Every line from the line containing "Indicate a point on each instance of the sepia" through the final line below is to be repeated exactly; no other line is.
* Begin Data section *
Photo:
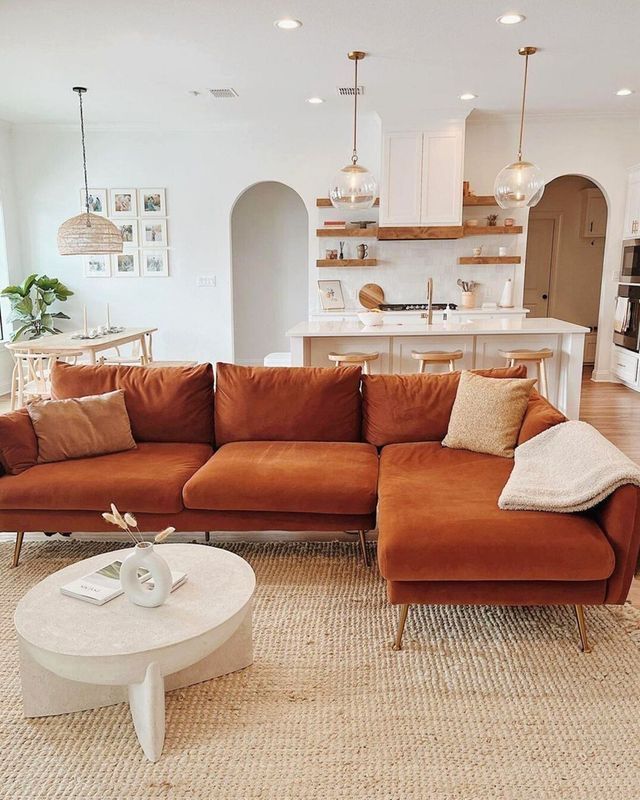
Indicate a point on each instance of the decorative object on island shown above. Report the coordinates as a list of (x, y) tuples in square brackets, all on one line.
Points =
[(520, 184), (88, 233), (354, 186), (143, 557), (30, 305), (506, 298), (331, 297)]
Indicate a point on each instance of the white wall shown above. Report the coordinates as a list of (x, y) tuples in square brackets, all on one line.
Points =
[(270, 249), (599, 147), (204, 173)]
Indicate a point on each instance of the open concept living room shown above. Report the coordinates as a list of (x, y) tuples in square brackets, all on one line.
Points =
[(320, 400)]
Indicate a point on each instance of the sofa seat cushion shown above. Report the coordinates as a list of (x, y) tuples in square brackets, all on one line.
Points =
[(307, 477), (149, 478), (439, 520)]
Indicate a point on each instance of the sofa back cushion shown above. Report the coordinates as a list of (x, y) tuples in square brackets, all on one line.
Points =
[(18, 443), (165, 404), (304, 404), (416, 407)]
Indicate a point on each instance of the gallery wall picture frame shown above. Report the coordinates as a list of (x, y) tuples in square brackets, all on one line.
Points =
[(153, 203), (123, 203), (98, 266), (97, 202), (153, 232), (155, 263), (331, 297), (125, 265), (129, 230)]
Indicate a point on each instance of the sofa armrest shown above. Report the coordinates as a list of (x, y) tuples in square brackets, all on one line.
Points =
[(619, 518), (539, 416)]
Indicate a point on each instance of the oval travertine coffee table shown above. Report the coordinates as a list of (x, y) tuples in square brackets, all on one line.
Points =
[(75, 655)]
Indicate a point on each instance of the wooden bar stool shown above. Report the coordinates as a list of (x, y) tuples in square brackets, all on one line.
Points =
[(537, 356), (354, 358), (437, 357)]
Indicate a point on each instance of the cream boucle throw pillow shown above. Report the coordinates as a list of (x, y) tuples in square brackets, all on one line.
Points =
[(487, 414)]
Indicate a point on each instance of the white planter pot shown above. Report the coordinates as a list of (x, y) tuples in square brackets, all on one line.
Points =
[(145, 557)]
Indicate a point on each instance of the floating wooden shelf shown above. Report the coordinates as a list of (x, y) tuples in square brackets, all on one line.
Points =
[(491, 230), (479, 200), (489, 260), (324, 202), (406, 232), (346, 262), (348, 233)]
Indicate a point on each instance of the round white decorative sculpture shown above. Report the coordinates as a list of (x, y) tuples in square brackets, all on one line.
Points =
[(144, 557)]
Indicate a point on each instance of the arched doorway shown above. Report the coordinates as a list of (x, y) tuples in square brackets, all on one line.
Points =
[(269, 255), (565, 255)]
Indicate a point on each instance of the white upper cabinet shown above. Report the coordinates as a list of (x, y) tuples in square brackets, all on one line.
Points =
[(632, 210), (422, 177)]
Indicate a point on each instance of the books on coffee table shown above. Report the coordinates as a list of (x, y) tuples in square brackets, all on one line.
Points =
[(103, 585)]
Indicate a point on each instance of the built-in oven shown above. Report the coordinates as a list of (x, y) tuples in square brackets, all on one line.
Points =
[(626, 320), (630, 272)]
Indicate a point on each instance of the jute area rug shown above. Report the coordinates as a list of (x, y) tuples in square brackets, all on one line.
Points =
[(487, 703)]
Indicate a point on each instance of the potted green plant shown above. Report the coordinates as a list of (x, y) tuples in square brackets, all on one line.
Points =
[(30, 305)]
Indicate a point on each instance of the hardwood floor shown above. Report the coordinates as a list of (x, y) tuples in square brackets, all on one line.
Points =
[(610, 407)]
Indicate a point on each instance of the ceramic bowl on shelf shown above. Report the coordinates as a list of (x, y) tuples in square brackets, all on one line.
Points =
[(370, 318)]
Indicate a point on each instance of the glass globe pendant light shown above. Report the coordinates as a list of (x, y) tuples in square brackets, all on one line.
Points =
[(354, 186), (520, 184), (87, 234)]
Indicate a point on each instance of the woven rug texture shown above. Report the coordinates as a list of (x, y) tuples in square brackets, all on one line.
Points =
[(484, 702)]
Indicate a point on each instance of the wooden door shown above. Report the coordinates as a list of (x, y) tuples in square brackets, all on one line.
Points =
[(542, 240)]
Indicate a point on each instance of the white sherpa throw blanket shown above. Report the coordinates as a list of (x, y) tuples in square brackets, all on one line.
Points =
[(570, 467)]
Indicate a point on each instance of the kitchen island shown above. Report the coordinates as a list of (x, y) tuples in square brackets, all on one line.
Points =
[(480, 340)]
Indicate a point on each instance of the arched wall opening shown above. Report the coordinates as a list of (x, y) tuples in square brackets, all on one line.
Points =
[(269, 255), (565, 254)]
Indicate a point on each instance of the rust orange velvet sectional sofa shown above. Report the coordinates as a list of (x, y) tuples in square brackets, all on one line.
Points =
[(326, 449)]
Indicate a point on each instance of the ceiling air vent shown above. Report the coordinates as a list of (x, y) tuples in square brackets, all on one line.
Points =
[(349, 91), (222, 93)]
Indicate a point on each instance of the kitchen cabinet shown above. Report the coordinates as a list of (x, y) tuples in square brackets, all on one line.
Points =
[(632, 209), (594, 214), (422, 177)]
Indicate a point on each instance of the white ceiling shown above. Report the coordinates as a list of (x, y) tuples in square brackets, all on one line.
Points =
[(140, 58)]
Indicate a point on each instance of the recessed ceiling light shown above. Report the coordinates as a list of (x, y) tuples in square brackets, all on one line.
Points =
[(287, 24), (511, 19)]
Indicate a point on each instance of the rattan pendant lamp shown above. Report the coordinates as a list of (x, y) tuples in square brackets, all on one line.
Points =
[(87, 234)]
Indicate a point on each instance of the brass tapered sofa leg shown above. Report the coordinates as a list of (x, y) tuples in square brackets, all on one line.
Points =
[(582, 628), (362, 536), (404, 611), (17, 548)]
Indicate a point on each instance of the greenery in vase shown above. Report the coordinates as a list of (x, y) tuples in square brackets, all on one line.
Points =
[(30, 305)]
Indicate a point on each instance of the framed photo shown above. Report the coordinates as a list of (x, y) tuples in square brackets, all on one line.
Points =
[(153, 203), (125, 265), (129, 230), (155, 263), (123, 203), (97, 266), (153, 232), (97, 201), (331, 295)]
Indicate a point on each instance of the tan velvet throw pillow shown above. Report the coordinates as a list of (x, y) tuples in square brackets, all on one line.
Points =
[(487, 414), (81, 426)]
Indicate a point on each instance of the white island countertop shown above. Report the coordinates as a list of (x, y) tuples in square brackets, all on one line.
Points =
[(476, 327)]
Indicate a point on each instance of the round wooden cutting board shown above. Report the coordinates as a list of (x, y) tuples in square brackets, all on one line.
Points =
[(371, 295)]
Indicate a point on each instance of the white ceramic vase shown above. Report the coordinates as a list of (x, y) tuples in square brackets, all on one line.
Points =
[(143, 556)]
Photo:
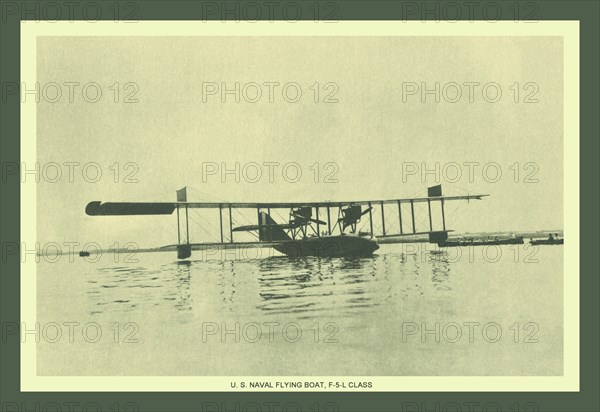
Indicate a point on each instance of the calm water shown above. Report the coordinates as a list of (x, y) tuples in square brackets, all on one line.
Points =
[(405, 311)]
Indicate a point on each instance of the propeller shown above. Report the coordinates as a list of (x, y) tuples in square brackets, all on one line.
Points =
[(310, 219), (352, 214)]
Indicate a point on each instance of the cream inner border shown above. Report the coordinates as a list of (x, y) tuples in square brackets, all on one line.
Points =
[(569, 30)]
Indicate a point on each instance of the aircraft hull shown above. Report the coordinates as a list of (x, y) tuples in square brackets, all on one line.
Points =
[(329, 246)]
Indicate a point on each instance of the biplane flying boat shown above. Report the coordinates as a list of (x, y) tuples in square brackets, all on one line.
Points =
[(302, 234)]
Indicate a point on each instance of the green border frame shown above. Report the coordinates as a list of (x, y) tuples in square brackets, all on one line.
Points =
[(587, 400)]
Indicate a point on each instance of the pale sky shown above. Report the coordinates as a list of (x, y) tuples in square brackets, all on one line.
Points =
[(370, 133)]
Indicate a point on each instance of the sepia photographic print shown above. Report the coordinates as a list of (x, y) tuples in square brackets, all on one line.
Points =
[(353, 206)]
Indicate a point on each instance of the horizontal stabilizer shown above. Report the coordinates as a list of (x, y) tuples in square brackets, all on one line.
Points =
[(129, 209)]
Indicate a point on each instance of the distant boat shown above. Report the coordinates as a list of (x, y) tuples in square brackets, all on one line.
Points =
* End Data section *
Reply to the task.
Indicate a point on each instance of the sepia photographic print shown above. Report the coordinates as a list of (x, y) tuples in square brackets, all on one line.
Points =
[(353, 206)]
Indicate a point on each instance of the horizontal stabilizer shown above. Report the coordinates as a list of (x, y) tuples in square brackets, all on one line.
Points =
[(129, 209)]
Indicate a point on each instance of the distant boat shown above. Report the coordinates as a list of (x, y) tuples in square brackets, all on one line.
Points =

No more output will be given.